Could you copy all of the records below exactly as they appear?

Available records: Begin

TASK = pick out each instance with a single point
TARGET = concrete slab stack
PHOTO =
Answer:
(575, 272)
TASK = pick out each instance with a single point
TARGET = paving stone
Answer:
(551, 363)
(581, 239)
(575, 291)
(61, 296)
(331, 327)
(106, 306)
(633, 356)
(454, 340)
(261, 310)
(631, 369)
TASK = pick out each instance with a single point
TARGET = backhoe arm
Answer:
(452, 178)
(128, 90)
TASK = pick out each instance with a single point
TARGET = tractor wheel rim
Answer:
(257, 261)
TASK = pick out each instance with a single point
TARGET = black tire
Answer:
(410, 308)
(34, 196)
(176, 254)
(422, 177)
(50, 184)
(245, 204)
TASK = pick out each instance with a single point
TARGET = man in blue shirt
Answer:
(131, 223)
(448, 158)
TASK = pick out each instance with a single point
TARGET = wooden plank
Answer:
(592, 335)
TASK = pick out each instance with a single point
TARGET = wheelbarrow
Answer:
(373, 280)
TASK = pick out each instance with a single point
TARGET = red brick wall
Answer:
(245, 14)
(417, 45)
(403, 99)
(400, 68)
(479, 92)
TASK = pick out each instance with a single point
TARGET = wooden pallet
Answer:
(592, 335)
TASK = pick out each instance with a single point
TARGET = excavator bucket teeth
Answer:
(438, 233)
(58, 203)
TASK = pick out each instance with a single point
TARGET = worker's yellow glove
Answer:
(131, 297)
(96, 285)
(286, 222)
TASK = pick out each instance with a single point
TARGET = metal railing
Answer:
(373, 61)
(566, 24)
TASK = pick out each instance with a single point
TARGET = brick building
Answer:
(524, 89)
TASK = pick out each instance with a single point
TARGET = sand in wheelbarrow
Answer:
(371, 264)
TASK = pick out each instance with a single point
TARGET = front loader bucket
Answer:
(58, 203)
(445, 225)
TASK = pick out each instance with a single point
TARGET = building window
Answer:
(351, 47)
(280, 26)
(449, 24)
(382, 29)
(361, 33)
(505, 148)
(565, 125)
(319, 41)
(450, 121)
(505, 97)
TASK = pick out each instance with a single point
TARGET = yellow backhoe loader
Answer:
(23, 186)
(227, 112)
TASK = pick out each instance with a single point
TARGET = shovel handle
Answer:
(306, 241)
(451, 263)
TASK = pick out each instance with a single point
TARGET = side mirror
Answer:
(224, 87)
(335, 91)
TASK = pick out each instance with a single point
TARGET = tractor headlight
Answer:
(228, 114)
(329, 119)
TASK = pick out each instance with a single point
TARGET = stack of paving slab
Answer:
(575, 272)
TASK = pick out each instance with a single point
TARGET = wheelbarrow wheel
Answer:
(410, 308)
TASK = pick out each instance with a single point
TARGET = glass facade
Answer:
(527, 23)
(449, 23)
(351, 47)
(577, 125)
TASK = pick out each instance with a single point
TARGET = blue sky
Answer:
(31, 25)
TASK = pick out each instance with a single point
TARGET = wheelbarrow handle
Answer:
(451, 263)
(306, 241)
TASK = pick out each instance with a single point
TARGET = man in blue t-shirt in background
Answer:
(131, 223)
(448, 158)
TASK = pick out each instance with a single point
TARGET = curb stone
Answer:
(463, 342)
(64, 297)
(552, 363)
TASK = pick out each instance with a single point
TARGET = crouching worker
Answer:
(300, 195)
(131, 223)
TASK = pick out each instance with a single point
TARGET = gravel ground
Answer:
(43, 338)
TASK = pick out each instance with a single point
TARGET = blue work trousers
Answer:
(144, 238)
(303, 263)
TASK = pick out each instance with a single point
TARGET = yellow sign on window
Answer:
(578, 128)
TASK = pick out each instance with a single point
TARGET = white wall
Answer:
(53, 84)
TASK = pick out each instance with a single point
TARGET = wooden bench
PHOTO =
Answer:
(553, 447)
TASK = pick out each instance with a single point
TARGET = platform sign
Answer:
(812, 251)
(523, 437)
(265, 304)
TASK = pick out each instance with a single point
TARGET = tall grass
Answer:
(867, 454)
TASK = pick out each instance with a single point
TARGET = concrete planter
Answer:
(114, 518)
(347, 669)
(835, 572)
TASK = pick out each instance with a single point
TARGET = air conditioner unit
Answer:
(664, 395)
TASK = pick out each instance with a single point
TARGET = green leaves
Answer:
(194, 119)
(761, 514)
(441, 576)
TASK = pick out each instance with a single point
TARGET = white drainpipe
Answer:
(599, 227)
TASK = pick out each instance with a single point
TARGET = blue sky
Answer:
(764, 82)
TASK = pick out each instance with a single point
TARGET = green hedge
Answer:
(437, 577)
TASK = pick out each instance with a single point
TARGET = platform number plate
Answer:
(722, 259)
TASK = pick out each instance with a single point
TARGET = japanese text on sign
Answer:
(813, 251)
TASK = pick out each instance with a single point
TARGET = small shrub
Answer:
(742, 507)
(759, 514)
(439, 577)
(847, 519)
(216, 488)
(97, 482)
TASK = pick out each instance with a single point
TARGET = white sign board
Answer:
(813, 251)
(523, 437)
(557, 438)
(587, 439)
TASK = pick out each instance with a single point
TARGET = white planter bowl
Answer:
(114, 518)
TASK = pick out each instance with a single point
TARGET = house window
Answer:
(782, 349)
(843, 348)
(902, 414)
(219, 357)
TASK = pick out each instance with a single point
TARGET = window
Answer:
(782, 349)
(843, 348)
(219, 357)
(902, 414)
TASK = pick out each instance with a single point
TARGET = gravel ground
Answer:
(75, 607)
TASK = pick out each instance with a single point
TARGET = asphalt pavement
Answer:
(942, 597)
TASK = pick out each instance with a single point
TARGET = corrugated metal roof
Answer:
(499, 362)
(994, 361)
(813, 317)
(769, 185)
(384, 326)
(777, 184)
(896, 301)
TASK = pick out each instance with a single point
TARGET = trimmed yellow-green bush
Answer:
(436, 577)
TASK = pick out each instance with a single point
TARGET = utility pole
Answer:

Available records: End

### Task output
TASK = pick out each instance with a single point
TARGET = concrete slab stack
PHOTO =
Answer:
(575, 272)
TASK = pick out each instance with a single point
TARGET = paving stone
Answer:
(551, 363)
(581, 239)
(575, 291)
(61, 296)
(331, 327)
(106, 306)
(633, 356)
(454, 340)
(261, 310)
(631, 369)
TASK = pick out each instance with a single point
TARGET = backhoe arm
Answer:
(452, 178)
(128, 90)
TASK = pick out each instance with a single point
TARGET = tractor wheel rim
Answer:
(257, 261)
TASK = pick out each instance with a single point
TARGET = black tire
Answer:
(410, 308)
(34, 196)
(176, 254)
(422, 177)
(50, 184)
(245, 204)
TASK = pick out each instance with a single point
TARGET = man in blue shirt
Answer:
(131, 223)
(448, 158)
TASK = pick out each instance with a single point
TARGET = wooden plank
Answer:
(592, 335)
TASK = pick out each instance with a single point
TARGET = wheelbarrow
Answer:
(373, 280)
TASK = pick out each instance with a single point
TARGET = red brick wall
Answer:
(245, 14)
(417, 45)
(403, 99)
(400, 68)
(479, 92)
TASK = pick out each instance with a single point
TARGET = wooden pallet
Answer:
(592, 335)
TASK = pick out each instance with a single point
TARGET = excavator bucket teeth
Answer:
(438, 233)
(58, 203)
TASK = pick out each instance with a single point
TARGET = worker's yellow glove
Answer:
(131, 297)
(96, 285)
(286, 222)
TASK = pick out each instance with a single point
TARGET = metal railing
Answer:
(373, 61)
(566, 24)
TASK = pick out each instance with a single point
TARGET = brick building
Answer:
(524, 89)
TASK = pick out each instance with a single point
TARGET = sand in wheelbarrow
Answer:
(371, 264)
TASK = pick out each instance with a single point
TARGET = front loader bucket
Answer:
(58, 203)
(445, 225)
TASK = pick out each instance with a single point
TARGET = building window
Answer:
(351, 47)
(280, 26)
(449, 24)
(382, 29)
(361, 33)
(505, 148)
(565, 125)
(319, 41)
(450, 121)
(505, 97)
TASK = pick out each instance with a single point
TARGET = yellow backhoe loader
Answer:
(23, 186)
(227, 112)
TASK = pick out each instance with a single point
TARGET = shovel handle
Answer:
(306, 241)
(451, 263)
TASK = pick out each instance with a single point
TARGET = side mirror
Answer:
(224, 87)
(335, 91)
TASK = pick out each instance with a single point
TARGET = tractor headlight
Answer:
(228, 114)
(329, 119)
TASK = pick out each instance with a single point
TARGET = stack of paving slab
Answer:
(575, 272)
TASK = pick out each instance with a single point
TARGET = wheelbarrow wheel
Answer:
(410, 308)
TASK = pick out each instance with a single point
TARGET = glass facade
Answer:
(527, 23)
(449, 23)
(351, 47)
(577, 125)
TASK = pick out each instance with a single point
TARGET = blue sky
Answer:
(31, 25)
TASK = pick out each instance with a single point
TARGET = wheelbarrow handle
Answer:
(451, 263)
(306, 241)
TASK = pick out each instance with a single point
TARGET = man in blue t-shirt in background
Answer:
(131, 223)
(448, 158)
TASK = pick out each instance with a single point
TARGET = curb stone
Answer:
(463, 342)
(64, 297)
(552, 363)
TASK = pick out each instance with a single point
TARGET = crouching worker
Answer:
(300, 195)
(131, 223)
TASK = pick out each instance with a single point
TARGET = gravel ground
Answer:
(43, 338)
TASK = pick out each instance with a single point
TARGET = blue work trousers
Answer:
(144, 238)
(303, 263)
TASK = pick out each instance with a single point
TARGET = yellow sign on window
Answer:
(578, 128)
TASK = pick out each instance with a single point
TARGET = white wall
Answer:
(53, 84)
TASK = pick out each instance with a single point
TARGET = wooden bench
PHOTO =
Answer:
(553, 447)
TASK = pick out each instance with a single point
TARGET = platform sign
Answer:
(812, 251)
(523, 437)
(265, 304)
TASK = pick out each instance with a single point
TARGET = tall grass
Answer:
(867, 454)
TASK = pick out each instance with a single point
TARGET = concrete planter
Answer:
(114, 518)
(347, 669)
(835, 572)
TASK = pick out each instance with a single point
TARGET = air conditioner unit
Answer:
(664, 395)
TASK = pick out each instance with a single point
TARGET = green leaves
Answer:
(194, 119)
(761, 514)
(441, 576)
TASK = pick out each instance with a single point
TARGET = white drainpipe
Answer:
(599, 227)
TASK = pick out each instance with a single point
TARGET = blue sky
Answer:
(764, 82)
TASK = pick out each instance with a single point
TARGET = green hedge
Answer:
(437, 577)
TASK = pick out each instance with a single point
TARGET = platform number plate
Answer:
(722, 259)
TASK = pick out each instance with a single point
TARGET = japanese text on sign
Answer:
(813, 251)
TASK = pick out each instance with a single point
TARGET = small shrub
Answer:
(742, 507)
(759, 514)
(439, 577)
(847, 519)
(216, 488)
(97, 482)
TASK = pick out each instance with a single point
TARGET = white sign board
Answer:
(813, 251)
(523, 437)
(557, 438)
(587, 439)
TASK = pick out each instance with a single point
TARGET = white planter bowl
Answer:
(114, 518)
TASK = pick out each instance with a single point
TARGET = house window
Answer:
(782, 349)
(843, 348)
(902, 414)
(219, 357)
TASK = pick out each instance with a single point
TARGET = window
Answer:
(782, 349)
(843, 348)
(219, 357)
(902, 414)
TASK = pick out each instance with a single point
TARGET = gravel ground
Answer:
(75, 607)
TASK = pick out each instance with a single point
TARGET = asphalt pavement
Answer:
(942, 597)
TASK = pick out each instance with a single point
TARGET = corrugated metal roof
Answer:
(499, 362)
(994, 361)
(813, 317)
(769, 185)
(384, 326)
(777, 184)
(896, 301)
TASK = pick out each instance with a single point
TARGET = trimmed yellow-green bush
Answer:
(436, 577)
TASK = pick out each instance with a single point
TARGET = utility pole
Answer:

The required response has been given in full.